▸ Request
Please carry on the forum thread about a U.S. paramedic hoping to work in Canada, picking up right after its last line.

▸ Reading text
I will also have my bachelors degree two months from now (in a liberal arts).

My questions are:

As a paramedic in the U.S., how would I become a pcp in Canada? I've read that Nova Scotia, New Brunswick, and Sask are the easiest to transfer to. I don't care for what province I live in. 

I know there isn't much of a need for paramedics, but which province would need the most paramedics?

If the reciprocity was to work, how would I be able to obtain a work visa? How would this process work?

Sorry, if these questions have already been answered, I've just been researching these things for weeks and haven't gotten many answers.

Any help will be appreciated.


----------



## NomadicMedic (Apr 11, 2017)

https://emtlife.com/threads/ems-in-canada.41601/
https://emtlife.com/threads/what-is-it-like-to-work-in-canadian-ems.45446/
https://emtlife.com/threads/american-looking-to-be-a-pcp-in-canada.41847/
https://emtlife.com/threads/us-paramedic-in-canada.20997/
https://emtlife.com/threads/us-paramedic-looking-to-move-to-canada.15042/


----------



## FLMedic311 (Apr 11, 2017)

Not worth it..  Go to school where you want to work, can become a pain to get reciprocity..


----------



## Fnline6 (Apr 12, 2017)

FLMedic311 said:


> Not worth it..  Go to school where you want to work, can become a pain to get reciprocity..



This is a really stupid question, but do I need to know French to become a paramedic in Montreal Quebec?


----------



## Fnline6 (Apr 12, 2017)

What province in Canada needs the most paramedics?


----------



## FLMedic311 (Apr 12, 2017)

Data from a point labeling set
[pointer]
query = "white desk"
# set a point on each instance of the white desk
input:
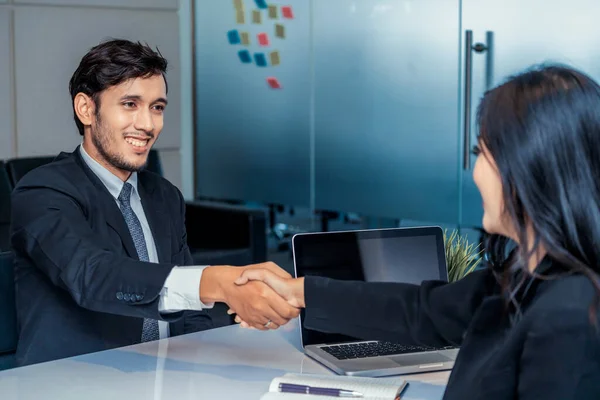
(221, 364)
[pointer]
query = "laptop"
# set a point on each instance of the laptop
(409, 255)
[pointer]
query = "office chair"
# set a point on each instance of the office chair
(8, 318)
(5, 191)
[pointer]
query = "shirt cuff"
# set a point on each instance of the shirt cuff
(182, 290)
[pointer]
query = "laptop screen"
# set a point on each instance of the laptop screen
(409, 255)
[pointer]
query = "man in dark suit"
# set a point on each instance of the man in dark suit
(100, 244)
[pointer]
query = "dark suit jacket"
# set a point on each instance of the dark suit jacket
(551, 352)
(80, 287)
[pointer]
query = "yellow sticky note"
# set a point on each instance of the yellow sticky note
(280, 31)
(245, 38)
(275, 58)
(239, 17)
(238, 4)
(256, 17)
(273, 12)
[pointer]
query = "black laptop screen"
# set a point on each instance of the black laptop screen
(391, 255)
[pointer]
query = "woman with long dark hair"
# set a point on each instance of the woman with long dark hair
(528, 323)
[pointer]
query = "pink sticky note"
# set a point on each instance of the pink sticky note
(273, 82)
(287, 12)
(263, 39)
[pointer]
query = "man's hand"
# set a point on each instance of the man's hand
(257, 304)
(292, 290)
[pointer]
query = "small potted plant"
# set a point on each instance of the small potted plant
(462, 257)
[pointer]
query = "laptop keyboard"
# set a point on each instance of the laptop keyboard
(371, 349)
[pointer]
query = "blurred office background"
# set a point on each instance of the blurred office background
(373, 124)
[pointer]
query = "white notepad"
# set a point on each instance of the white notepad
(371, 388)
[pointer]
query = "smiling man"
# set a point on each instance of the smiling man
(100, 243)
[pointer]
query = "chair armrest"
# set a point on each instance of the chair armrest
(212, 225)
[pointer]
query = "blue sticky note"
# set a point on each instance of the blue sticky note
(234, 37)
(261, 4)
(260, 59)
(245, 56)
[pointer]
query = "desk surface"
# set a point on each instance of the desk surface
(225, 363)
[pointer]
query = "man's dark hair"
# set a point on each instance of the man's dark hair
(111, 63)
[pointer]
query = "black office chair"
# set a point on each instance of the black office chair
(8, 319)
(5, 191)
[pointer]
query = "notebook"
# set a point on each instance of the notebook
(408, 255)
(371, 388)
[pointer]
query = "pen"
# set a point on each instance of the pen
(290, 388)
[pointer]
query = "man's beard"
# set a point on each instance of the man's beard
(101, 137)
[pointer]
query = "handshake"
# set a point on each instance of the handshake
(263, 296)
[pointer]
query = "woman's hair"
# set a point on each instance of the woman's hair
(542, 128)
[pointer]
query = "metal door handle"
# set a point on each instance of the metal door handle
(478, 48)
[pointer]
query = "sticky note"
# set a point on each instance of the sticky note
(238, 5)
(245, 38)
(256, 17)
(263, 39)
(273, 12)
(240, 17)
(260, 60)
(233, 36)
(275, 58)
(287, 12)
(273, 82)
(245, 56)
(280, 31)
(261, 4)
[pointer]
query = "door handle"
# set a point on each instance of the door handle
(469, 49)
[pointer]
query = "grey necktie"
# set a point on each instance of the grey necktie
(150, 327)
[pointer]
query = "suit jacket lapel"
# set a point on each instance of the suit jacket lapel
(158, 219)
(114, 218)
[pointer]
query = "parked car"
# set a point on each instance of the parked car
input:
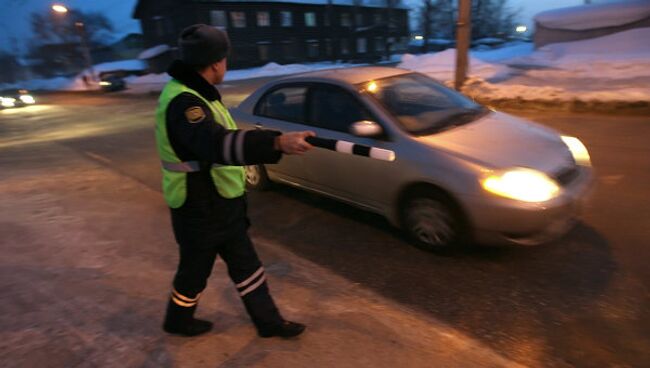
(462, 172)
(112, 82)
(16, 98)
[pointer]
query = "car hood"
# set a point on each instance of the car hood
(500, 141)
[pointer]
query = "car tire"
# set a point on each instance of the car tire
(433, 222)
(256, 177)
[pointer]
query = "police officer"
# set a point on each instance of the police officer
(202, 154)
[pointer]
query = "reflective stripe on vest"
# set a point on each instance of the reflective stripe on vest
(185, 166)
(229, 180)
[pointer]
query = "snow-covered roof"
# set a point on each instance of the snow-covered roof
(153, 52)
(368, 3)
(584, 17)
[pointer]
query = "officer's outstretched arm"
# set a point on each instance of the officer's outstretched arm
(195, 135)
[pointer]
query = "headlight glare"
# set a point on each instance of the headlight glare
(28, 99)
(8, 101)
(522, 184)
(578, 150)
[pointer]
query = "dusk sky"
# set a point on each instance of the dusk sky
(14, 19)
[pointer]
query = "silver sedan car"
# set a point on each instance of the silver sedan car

▸ Task output
Fnline6 said:


> This is a really stupid question, but do I need to know French to become a paramedic in Montreal Quebec?


??  I'm licensed in BC, but even if you don't. You do need to realize they use different metrics for assessing temp and BGL and likely to get a job you will need to be proficient in the language


----------



## cprted (Apr 12, 2017)

Fnline6 said:


> This is a really stupid question, but do I need to know French to become a paramedic in Montreal Quebec?


It's not actually a stupid question, but yes, to the best of my knowledge fluency in French is required. It is the language of government in Quebec.


----------



## Fnline6 (Apr 12, 2017)

Is Victoria, BC  a good place to be a paramedic?


----------



## CWATT (May 13, 2017)

Fnline6 said:


> Is Victoria, BC  a good place to be a paramedic?



Ah Victoria...  "The newly wed or nearly dead."   It has a large retirement community and in recent years has attracted younger BC residents who no longer can afford to live in the lower mainland due to skyrocketing property values.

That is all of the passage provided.